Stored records
####################
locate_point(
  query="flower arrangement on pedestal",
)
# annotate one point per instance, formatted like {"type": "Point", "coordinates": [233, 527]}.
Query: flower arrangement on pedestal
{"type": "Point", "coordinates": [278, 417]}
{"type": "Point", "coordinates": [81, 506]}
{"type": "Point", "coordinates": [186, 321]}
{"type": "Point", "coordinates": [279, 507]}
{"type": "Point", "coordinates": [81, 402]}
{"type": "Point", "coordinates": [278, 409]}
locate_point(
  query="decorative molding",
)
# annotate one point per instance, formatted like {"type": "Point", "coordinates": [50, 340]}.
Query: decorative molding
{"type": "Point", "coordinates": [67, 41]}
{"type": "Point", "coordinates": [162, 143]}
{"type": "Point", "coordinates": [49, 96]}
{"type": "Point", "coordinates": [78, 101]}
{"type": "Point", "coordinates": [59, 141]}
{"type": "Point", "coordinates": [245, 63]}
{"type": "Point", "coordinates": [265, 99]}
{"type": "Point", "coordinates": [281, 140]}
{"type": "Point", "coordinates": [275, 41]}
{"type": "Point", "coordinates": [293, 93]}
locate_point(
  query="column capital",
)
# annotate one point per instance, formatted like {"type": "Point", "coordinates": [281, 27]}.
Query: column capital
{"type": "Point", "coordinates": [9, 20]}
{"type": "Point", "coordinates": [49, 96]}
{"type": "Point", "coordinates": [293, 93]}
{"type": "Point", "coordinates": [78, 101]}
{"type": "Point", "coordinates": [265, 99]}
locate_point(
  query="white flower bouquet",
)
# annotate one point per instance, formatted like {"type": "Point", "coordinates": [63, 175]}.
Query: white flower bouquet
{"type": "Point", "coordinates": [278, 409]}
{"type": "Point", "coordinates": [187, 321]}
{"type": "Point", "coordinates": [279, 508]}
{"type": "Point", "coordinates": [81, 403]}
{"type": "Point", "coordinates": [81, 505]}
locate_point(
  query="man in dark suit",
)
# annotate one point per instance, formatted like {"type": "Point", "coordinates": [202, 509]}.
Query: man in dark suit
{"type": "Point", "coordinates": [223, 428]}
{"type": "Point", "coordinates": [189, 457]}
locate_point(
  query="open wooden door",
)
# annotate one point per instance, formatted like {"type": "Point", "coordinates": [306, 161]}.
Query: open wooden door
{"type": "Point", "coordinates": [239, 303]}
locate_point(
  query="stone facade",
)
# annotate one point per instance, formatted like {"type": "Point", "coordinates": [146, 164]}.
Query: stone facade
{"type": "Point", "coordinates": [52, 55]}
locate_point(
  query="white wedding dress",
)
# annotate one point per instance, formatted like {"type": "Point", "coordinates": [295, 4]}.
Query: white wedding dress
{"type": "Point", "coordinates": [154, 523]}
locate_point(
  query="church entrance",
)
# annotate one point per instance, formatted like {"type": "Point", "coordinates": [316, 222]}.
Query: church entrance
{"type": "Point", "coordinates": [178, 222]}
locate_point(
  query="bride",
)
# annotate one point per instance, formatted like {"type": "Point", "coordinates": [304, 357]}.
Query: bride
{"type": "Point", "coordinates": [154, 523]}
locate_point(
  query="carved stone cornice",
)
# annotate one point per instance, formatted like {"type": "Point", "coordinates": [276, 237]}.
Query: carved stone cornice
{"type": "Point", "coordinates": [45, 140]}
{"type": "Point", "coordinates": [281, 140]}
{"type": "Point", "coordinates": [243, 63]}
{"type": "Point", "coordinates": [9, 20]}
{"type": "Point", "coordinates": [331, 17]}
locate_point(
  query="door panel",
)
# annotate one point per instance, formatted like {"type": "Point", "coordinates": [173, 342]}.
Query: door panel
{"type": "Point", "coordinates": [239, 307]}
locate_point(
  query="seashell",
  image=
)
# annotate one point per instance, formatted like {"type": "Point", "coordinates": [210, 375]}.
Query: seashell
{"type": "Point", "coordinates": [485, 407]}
####################
Extract every line of the records above that contains the word "carved", treating case as significant.

  query="carved stone cornice",
Query: carved stone cornice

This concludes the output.